## INSTRUCTION
Please revise the material below by changing every "part of the lesson" to "section of the lesson" and leaving everything else as it is.

/---

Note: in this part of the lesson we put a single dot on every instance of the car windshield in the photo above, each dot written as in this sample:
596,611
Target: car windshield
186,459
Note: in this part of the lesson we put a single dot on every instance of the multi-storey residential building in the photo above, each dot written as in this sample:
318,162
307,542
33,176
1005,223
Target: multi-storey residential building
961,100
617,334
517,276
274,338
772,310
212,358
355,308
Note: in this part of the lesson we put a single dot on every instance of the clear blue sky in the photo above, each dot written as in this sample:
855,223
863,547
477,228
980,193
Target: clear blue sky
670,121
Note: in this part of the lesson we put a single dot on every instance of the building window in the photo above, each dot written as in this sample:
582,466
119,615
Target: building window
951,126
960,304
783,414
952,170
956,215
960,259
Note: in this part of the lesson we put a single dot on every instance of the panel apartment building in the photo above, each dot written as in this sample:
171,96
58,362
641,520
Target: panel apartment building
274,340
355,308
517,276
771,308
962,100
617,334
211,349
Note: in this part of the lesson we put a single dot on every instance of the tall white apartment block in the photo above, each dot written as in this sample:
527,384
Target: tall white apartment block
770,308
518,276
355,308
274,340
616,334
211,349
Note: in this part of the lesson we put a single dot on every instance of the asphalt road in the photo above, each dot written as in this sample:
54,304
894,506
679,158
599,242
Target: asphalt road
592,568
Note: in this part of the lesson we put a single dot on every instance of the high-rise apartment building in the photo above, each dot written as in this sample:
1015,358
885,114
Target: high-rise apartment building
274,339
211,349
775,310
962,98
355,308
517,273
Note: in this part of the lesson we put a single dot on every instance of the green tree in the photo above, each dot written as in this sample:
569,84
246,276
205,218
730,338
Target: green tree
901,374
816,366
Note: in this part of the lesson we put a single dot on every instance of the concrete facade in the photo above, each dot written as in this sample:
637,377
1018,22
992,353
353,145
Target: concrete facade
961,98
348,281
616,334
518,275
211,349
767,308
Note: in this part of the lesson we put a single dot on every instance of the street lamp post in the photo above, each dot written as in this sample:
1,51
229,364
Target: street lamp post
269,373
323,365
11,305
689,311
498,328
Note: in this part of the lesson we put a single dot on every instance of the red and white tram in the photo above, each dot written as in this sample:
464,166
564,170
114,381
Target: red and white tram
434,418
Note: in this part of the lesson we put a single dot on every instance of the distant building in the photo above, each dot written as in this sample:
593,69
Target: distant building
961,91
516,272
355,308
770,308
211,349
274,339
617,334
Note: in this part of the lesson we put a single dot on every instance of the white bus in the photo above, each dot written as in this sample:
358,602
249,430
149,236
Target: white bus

\---

## FINISHED EXERCISE
Note: in this section of the lesson we put a single dot on every instance of the car windshield in the photo above, each dot written as in this sample:
596,611
Target: car windshield
186,459
Note: in this section of the lesson we put a single dot on every instance of the multi-storey residential building in the photo above, each dot written as in this sample:
318,162
307,542
33,176
1005,223
Target: multi-storey residential building
961,100
617,334
517,276
274,338
772,310
212,358
355,308
Note: in this section of the lesson we put a single dot on every instance of the clear blue sky in the photo above, each dot written as in this sample:
855,223
863,547
477,228
980,193
Target: clear blue sky
670,121
Note: in this section of the lesson we put a single dot on every instance of the building window in the photo above, each dot written as in this sample:
582,466
119,615
Target: building window
951,126
960,304
783,414
952,170
956,215
960,259
Note: in this section of the lesson we put a single dot on every instance of the panel apartment building in the photo above, each dot written as in this sample:
171,96
58,362
641,520
Target: panel apartment building
274,340
355,308
517,276
771,308
962,100
617,334
211,349
Note: in this section of the lesson we put a single dot on every instance of the tall white apartment block in the photo above, each dot written as in this sample:
527,384
Target: tall white apartment block
770,308
518,276
355,308
274,340
616,334
211,349
Note: in this section of the lesson we put a single dot on every instance of the asphalt road in the photo above, each dot written as in this sample:
54,304
894,506
679,158
599,242
Target: asphalt road
592,568
Note: in this section of the lesson we put a single dot on every instance of the high-rise apartment building in the photo above, each dot written as in this sample:
1015,358
885,114
Target: high-rise apartment building
274,339
211,349
775,310
962,98
355,308
517,273
Note: in this section of the lesson we put a single dot on every instance of the green tree in the photo above, each dot written as in this sample:
569,84
246,276
205,218
730,338
Target: green tree
901,374
816,366
Note: in this section of the lesson we put a single dot on every instance of the concrete facade in the photo above, each dot written as in this sample:
637,377
1018,22
992,353
353,145
Target: concrete facade
961,98
348,281
616,334
518,275
211,349
767,308
Note: in this section of the lesson we put a single dot on every instance of the street lamp post in the photo above, each dot written as in this sample:
1,51
229,364
Target: street lamp post
269,373
323,365
11,305
689,311
498,328
Note: in this section of the lesson we put a single dot on every instance of the red and white tram in the photo above, each dot written as in this sample:
464,166
564,170
114,381
Target: red and white tram
434,418
Note: in this section of the lesson we put a single dot on every instance of the distant building in the photo above, each dot written as in this sample:
593,69
Target: distant building
961,91
516,272
355,308
770,308
211,349
274,339
617,334
Note: in this section of the lesson we put a single dot on every instance of the white bus in the photo above, each dot written as in this sample:
358,602
249,430
149,236
Target: white bus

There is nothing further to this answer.